#### What is needed:
Begin at the line containing "If you could point at the dry" and reproduce every line through the end of the entries below. Nothing else should appear.

#### Dataset entries:

· · · · · · ·

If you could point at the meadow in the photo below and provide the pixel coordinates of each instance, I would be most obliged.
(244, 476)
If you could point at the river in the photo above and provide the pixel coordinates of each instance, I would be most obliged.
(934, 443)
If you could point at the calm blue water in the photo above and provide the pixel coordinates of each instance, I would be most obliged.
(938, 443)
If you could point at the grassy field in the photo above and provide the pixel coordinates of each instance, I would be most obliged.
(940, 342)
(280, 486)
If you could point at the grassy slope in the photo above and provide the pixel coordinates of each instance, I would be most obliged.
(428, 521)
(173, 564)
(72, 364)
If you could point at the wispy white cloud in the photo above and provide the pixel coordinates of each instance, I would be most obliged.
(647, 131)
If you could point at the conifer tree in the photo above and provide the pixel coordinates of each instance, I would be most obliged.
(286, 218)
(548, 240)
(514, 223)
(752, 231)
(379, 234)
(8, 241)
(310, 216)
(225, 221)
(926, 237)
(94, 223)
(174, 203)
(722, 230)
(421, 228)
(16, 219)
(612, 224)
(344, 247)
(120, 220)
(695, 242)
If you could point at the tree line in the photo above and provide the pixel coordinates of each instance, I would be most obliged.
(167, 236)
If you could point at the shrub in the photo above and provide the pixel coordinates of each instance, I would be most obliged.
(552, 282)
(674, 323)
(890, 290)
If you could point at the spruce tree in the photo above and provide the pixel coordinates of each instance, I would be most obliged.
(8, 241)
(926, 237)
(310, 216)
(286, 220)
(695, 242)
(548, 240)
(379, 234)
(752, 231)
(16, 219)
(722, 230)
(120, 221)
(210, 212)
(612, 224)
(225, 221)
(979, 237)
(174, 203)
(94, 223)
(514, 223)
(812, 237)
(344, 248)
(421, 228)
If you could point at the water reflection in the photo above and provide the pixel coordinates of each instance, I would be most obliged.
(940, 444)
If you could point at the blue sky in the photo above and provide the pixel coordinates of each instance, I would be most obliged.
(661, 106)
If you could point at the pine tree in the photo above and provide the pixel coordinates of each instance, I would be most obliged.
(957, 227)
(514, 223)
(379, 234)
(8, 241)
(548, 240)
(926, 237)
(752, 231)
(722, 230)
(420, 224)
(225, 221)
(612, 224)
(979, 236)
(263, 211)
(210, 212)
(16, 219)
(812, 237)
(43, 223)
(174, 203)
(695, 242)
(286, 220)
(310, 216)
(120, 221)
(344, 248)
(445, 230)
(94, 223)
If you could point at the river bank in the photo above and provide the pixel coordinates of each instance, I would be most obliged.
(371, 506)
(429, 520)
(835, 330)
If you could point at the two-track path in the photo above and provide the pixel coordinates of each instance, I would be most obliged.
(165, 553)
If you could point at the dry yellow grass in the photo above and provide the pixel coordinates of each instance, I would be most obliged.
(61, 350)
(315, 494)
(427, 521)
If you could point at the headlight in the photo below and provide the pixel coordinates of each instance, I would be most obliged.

· · · · · · ·

#### The completed task:
If you could point at the dry yellow grass in the photo above and provide the pixel coordinates of each instance, I would be most obliged.
(61, 350)
(315, 494)
(427, 521)
If you could point at the headlight in the photo below and provide the pixel coordinates of each instance, I would be most obliged.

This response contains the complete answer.